— START —

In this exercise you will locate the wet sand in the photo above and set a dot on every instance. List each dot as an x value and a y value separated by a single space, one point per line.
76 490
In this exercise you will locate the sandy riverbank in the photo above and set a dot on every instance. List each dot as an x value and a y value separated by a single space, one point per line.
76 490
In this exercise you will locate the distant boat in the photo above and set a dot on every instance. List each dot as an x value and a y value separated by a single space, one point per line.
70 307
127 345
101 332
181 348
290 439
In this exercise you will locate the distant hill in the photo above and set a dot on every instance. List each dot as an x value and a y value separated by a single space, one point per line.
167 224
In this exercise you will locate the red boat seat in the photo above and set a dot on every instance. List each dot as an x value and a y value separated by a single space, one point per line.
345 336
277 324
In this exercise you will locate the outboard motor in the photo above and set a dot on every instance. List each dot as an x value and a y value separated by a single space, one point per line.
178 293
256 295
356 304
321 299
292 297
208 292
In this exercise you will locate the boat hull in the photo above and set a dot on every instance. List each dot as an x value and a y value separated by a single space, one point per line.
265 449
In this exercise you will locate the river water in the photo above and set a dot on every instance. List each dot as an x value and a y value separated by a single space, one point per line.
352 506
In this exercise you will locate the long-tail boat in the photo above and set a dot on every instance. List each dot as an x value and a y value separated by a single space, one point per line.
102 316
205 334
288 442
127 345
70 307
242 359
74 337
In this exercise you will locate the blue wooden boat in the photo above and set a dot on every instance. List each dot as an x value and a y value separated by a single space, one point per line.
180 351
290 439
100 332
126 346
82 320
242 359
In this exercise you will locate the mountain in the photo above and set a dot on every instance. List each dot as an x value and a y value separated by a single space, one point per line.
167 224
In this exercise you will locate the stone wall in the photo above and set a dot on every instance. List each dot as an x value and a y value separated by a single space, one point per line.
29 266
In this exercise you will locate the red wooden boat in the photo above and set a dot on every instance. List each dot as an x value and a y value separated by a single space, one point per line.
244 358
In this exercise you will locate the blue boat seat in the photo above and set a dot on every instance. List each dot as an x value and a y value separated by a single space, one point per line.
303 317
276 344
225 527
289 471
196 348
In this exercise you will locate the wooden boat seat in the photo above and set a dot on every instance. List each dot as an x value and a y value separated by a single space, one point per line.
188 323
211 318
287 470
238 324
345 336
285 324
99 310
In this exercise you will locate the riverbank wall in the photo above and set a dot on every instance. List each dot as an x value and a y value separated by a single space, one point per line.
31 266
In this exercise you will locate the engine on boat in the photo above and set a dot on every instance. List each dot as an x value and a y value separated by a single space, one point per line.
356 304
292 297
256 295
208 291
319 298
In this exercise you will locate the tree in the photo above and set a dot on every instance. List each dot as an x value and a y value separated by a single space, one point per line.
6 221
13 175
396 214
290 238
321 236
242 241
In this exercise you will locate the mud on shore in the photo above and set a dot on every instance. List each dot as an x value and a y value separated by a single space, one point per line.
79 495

— END —

Your instructions:
Every entry must be output again, exactly as written above.

Task result:
In this exercise you will locate the wet sand in the photo above and set a dot on every instance. List each dot as an x value and a y value separated by a single space, one point per line.
76 490
In this exercise you will locate the sandy riverbank in the photo above and set a dot on every instance. List each dot as an x value and a y value separated by a single space, one point per line.
76 490
In this exercise you will locate the distant boat in the photo above and set a dot on every instance. List each dot as an x value and a y value separated by a single space, one point per line.
70 307
127 345
101 332
181 348
290 439
In this exercise you will locate the distant hill in the photo above and set a dot on every instance. List each dot as an x value and a y value separated by a single space, one point per line.
167 224
In this exercise you will locate the red boat seat in the photo above and set a dot on every instance. List each dot as an x value and a y value separated by a single space, one point per line.
345 336
277 324
In this exercise you will locate the outboard motor in the photo above and set a dot on every instance. List each dot as an x value and a y value separated by a single space, one point per line.
178 293
256 295
356 304
321 299
292 297
208 292
In this exercise you will locate the boat hull in the photo above and set a dot on every instance. List each dot as an x value and a y value separated by a single space, one point per line.
265 449
In this exercise you will locate the river water in the photo above and set a dot on every instance. List each dot as an x value and a y value separated by a single space, one point per line.
352 506
In this exercise you will locate the long-tail boat in the photo above and set a dot on every instance. List each dot as an x value and a y value separated by a single space, one point per line.
102 316
205 334
288 442
127 345
70 307
242 359
74 337
In this exercise you will locate the blue wooden boat in the photo above and set a dot on every instance. List each dot as an x value and a y value separated by a single space, one point per line.
180 351
290 439
100 332
126 346
82 320
242 359
In this exercise you will locate the mountain in the photo above and set a dot on every instance. List each dot as an x value and a y value separated by a single space, one point per line.
167 224
In this exercise you will locate the stone wall in the photo above and set a dot on every instance. List each dot as an x value and a y value separated by a single space, one point per line.
29 266
In this exercise you will locate the red wooden boat in the photo above and set a dot on every instance. List each dot as an x value and a y value separated by a single space, one point per line.
244 358
In this exercise you will locate the blue boat seat in the photo above and set a dot on every instance. List each dot as an x value and a y value separated by a single space, one point per line.
303 317
276 344
225 527
289 471
196 348
In this exercise you will locate the wooden boat seat in the photo above and set a dot on every instance. List each dot as an x value and a y value separated by a single space, one point per line.
188 323
211 318
287 470
238 324
345 336
285 324
99 310
In this exercise you will locate the riverbank wall in the photo above and set a dot on every instance. List each dot as an x value and a y value separated by a single space, one point per line.
31 266
In this exercise you will locate the engine on boat in the photo above and set a dot on every instance. List each dot as an x value and a y value separated by a single space, one point per line.
356 304
292 297
256 295
208 291
319 298
In this exercise you will locate the tree in the photo above and set a dot on every instance. List each dot as an x value and a y value separated by a single space, one point per line.
6 221
13 175
396 214
290 238
321 236
242 241
In this exercise you will locate the mud on shore in the photo above and set a dot on every instance. List each dot as an x value and a y value separated by a single space, one point per line.
79 495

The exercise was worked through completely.